→ **What you are asked to do**:
Identify the line that contains "target | turned leg" in the material. Output it and every line after it, unchanged, through the end.

Data entries
•••
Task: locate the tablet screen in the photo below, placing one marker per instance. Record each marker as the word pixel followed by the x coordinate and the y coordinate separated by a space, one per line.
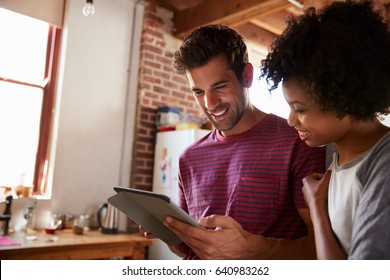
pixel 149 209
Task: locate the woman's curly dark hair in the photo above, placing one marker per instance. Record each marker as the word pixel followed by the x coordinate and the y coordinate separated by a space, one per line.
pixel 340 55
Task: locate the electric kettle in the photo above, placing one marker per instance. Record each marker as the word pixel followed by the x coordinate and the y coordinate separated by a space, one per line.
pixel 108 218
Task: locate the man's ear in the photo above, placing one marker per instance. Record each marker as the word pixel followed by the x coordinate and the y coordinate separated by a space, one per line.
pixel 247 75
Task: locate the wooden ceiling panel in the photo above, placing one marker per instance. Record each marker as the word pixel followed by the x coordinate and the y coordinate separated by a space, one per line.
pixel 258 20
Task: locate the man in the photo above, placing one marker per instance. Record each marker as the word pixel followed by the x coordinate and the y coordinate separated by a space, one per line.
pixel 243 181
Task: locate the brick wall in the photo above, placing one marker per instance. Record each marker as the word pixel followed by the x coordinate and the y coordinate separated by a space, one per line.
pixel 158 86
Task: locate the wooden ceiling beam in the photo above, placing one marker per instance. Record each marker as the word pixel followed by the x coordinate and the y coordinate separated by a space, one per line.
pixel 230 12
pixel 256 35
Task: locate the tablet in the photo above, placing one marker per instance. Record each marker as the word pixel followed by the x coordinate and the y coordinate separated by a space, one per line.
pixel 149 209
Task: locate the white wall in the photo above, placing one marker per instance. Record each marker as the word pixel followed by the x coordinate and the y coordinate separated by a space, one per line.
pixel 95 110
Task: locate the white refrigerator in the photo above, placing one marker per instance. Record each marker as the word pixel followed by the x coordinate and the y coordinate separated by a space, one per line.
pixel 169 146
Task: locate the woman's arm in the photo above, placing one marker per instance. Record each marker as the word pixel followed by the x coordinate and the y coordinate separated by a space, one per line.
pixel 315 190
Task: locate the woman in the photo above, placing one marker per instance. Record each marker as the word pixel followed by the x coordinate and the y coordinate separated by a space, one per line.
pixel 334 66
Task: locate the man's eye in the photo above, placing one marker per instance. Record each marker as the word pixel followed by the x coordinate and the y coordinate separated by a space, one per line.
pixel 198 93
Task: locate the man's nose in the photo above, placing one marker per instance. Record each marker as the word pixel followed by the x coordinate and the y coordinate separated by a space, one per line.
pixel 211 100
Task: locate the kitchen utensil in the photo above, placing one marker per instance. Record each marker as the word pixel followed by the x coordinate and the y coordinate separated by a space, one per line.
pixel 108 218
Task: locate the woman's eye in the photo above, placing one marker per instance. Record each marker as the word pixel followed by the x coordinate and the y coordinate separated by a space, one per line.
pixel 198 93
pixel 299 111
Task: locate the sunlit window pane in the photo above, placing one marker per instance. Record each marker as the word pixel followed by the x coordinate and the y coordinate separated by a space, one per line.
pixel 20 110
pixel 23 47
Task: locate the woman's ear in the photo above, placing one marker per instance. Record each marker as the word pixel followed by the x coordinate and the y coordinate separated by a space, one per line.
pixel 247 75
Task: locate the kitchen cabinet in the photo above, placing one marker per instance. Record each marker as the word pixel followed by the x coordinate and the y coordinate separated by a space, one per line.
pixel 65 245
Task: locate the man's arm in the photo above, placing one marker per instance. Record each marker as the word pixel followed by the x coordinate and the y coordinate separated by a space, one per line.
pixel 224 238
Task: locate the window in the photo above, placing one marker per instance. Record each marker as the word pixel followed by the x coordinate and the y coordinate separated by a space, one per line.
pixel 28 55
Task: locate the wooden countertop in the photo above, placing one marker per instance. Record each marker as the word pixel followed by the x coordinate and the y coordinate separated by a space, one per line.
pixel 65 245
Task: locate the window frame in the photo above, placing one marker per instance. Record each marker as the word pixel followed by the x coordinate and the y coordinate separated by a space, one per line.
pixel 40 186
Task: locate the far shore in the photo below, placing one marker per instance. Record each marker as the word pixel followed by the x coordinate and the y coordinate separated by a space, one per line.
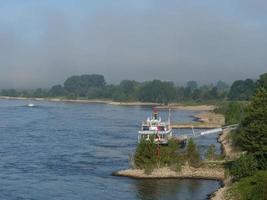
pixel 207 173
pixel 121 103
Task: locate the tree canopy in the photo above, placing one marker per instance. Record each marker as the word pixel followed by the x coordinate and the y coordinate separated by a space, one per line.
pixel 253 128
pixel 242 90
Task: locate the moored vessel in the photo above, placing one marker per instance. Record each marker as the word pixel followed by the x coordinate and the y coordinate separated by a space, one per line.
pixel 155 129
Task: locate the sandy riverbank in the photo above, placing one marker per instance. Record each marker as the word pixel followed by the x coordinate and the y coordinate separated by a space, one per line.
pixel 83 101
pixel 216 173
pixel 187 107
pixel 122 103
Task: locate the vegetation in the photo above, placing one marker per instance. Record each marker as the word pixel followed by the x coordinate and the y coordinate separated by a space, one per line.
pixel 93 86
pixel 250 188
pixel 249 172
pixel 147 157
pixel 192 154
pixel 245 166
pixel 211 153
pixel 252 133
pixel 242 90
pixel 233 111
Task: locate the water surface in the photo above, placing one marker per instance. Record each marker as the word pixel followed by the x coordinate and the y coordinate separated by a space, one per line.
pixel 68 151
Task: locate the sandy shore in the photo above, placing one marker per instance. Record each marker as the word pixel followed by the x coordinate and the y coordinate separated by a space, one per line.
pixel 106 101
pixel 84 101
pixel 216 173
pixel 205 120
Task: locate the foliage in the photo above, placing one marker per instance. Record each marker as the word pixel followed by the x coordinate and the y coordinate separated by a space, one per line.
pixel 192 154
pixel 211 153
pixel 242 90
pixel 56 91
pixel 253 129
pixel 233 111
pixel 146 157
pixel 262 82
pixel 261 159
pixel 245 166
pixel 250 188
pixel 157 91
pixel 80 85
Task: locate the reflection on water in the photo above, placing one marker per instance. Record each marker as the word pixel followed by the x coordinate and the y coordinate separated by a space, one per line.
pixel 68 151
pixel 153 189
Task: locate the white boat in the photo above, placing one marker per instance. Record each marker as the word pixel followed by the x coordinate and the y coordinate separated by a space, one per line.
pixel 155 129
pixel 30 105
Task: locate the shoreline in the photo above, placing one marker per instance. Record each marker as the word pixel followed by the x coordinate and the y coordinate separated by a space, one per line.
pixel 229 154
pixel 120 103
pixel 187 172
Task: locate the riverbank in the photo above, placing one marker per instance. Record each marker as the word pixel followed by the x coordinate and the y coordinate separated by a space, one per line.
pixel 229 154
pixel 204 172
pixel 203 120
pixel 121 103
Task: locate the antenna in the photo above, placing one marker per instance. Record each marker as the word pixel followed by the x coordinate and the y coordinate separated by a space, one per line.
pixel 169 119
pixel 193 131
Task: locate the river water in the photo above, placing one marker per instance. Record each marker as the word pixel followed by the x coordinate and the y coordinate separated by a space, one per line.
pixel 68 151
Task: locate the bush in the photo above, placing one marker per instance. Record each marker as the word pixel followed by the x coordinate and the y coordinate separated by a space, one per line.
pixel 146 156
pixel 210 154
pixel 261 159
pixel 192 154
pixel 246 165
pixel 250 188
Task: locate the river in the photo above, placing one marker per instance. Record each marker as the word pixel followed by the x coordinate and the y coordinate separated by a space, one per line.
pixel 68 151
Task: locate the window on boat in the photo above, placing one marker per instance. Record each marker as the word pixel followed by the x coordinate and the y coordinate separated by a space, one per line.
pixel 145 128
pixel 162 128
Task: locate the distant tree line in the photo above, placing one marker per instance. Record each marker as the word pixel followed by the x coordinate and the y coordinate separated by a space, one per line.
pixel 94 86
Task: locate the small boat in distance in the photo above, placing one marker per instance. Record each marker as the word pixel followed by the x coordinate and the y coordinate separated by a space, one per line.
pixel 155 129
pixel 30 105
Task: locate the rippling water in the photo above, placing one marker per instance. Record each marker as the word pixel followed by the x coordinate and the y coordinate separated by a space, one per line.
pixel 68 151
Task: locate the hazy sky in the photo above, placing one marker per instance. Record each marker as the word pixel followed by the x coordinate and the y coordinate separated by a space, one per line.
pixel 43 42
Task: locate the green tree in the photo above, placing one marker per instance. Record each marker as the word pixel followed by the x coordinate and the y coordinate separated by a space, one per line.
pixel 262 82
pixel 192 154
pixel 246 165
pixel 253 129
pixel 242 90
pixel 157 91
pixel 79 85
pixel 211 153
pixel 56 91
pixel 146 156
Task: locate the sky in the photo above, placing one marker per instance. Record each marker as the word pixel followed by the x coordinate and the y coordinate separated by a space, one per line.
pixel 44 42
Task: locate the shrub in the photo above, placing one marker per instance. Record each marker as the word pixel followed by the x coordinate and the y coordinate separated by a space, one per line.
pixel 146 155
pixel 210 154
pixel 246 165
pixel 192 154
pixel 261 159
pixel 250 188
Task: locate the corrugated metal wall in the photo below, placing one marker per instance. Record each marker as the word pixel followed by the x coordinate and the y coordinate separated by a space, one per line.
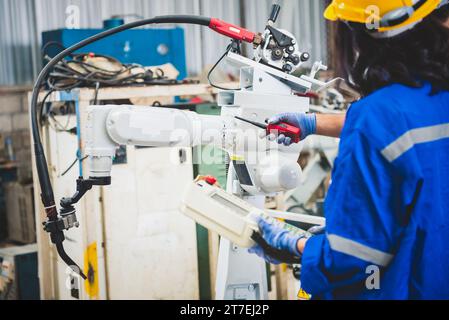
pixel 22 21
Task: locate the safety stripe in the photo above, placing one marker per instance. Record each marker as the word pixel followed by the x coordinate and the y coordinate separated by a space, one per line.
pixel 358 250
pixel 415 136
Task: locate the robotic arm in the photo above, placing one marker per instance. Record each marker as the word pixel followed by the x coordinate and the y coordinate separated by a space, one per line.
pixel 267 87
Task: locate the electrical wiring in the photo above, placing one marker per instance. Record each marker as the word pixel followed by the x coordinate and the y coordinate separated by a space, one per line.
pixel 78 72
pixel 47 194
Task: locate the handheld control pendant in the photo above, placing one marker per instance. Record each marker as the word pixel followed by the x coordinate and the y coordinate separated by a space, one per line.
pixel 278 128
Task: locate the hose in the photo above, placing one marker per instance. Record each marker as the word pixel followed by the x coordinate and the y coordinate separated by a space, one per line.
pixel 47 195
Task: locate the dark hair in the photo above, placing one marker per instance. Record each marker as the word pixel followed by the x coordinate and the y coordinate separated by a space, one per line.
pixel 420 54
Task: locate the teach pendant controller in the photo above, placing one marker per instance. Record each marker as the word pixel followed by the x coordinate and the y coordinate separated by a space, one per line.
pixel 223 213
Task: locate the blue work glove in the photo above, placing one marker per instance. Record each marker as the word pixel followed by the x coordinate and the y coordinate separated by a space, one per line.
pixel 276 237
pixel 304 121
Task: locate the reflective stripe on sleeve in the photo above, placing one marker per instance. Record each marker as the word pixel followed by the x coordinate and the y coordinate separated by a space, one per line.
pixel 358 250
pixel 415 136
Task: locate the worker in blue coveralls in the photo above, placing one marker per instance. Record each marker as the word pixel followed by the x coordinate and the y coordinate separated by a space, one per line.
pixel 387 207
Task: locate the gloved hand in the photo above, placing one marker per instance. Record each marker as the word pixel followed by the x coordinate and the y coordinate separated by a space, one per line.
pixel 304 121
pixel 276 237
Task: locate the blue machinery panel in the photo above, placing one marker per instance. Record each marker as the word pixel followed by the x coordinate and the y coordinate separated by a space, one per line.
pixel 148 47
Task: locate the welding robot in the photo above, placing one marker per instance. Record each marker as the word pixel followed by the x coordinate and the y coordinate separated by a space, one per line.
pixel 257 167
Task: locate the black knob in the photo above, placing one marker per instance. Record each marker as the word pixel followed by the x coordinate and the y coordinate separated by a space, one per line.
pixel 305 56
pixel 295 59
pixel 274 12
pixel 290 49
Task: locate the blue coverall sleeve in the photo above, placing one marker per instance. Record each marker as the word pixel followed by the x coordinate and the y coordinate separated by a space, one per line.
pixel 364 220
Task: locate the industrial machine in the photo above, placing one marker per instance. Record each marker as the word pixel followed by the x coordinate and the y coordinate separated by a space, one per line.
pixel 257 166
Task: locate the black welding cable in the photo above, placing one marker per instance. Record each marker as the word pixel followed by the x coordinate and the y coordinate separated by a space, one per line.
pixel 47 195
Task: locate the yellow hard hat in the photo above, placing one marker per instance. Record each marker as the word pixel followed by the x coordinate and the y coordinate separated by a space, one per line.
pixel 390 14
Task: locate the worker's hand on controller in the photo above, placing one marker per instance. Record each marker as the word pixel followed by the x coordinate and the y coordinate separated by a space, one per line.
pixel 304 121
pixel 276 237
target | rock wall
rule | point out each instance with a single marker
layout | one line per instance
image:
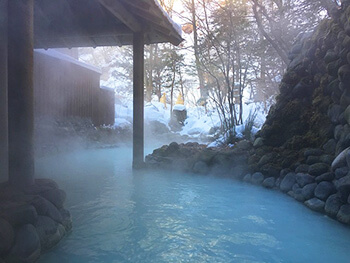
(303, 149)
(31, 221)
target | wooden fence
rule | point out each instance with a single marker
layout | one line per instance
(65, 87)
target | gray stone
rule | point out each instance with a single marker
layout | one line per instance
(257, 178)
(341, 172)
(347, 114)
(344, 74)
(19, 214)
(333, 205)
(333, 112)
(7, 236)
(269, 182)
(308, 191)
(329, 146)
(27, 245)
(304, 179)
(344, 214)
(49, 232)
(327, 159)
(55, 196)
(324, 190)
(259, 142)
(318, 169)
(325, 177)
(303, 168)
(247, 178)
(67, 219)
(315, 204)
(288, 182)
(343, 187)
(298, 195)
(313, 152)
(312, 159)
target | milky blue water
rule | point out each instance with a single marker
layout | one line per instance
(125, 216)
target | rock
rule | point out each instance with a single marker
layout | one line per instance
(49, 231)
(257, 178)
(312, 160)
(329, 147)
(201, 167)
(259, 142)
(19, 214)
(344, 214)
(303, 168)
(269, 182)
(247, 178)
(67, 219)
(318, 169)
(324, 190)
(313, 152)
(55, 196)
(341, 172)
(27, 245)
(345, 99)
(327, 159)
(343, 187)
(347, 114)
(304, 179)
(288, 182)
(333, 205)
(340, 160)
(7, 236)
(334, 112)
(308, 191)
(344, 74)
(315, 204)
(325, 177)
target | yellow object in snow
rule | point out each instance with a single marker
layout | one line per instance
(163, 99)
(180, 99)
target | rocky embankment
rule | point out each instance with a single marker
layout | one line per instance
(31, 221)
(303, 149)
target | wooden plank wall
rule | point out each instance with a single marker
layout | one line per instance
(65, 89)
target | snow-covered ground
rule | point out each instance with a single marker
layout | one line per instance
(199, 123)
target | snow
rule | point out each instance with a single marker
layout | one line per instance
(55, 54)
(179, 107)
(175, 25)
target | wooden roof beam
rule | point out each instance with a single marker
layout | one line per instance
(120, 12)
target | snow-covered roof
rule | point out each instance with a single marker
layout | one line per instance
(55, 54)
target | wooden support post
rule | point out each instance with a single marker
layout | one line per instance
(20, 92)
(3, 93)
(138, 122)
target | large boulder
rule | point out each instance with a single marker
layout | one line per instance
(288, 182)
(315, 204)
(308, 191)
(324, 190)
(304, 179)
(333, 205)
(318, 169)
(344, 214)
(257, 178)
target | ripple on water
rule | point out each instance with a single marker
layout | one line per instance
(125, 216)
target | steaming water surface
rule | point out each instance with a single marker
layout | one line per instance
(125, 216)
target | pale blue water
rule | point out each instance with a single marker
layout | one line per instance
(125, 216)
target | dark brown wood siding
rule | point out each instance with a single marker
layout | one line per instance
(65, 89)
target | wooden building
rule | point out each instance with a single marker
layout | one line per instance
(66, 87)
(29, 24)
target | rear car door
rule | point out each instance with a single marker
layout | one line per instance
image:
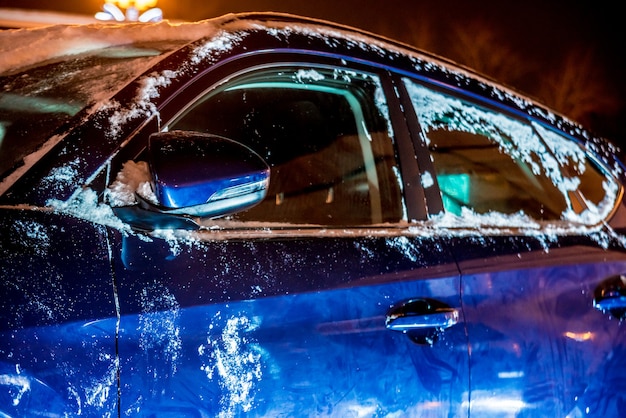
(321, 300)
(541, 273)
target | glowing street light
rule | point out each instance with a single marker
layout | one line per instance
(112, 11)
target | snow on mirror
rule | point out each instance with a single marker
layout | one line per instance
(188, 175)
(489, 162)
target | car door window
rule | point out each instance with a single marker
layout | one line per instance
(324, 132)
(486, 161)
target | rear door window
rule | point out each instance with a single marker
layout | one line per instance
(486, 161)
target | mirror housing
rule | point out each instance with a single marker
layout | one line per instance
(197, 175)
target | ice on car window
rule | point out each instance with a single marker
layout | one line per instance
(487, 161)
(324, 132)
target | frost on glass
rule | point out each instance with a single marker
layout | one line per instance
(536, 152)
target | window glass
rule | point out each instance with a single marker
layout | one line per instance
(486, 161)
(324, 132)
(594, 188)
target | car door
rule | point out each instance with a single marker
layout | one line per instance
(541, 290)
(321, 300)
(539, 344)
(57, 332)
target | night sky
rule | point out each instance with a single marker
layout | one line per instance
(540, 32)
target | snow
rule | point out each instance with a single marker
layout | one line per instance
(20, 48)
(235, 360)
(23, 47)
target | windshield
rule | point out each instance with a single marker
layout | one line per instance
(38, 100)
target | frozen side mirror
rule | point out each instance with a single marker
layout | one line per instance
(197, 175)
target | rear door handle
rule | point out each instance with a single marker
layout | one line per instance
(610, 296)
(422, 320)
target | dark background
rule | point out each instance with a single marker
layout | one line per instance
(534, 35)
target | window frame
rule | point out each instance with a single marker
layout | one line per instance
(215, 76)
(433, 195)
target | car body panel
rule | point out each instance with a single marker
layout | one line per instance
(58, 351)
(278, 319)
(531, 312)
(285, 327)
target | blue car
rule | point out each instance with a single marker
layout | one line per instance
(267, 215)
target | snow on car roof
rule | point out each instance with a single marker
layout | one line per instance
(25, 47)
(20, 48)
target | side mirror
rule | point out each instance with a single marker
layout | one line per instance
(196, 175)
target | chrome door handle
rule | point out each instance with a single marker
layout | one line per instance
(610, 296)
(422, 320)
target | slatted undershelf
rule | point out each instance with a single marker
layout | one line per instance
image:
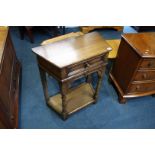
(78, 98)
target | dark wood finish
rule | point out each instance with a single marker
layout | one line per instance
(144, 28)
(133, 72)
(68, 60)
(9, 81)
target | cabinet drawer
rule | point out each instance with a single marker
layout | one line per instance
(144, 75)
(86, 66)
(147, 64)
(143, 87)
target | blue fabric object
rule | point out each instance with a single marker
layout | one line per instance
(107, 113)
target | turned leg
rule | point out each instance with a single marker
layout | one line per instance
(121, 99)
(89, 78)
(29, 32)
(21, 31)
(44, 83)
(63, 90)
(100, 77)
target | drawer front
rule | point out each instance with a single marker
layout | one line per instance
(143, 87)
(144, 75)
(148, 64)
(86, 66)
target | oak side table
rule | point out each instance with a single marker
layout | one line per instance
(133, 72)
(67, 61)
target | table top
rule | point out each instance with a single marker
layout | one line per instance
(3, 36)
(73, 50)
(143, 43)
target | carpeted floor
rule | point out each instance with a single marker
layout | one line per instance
•••
→ **Worked answer**:
target | turned leg
rule | point out each instance with a single marker
layout | one line per instance
(121, 99)
(89, 78)
(29, 32)
(21, 31)
(44, 83)
(63, 90)
(100, 77)
target | drawer front
rule | point out each instance with a single marker
layout | one line per instance
(143, 87)
(144, 75)
(148, 64)
(86, 66)
target | oak side table
rule | point out each instance with a single marker
layout | one line per instance
(133, 72)
(67, 61)
target | table top
rule | point out each instance with a single marker
layout | one line per instance
(3, 36)
(73, 50)
(143, 43)
target | carpeted floor
rule | point out each instance with a single marker
layout | one line per instance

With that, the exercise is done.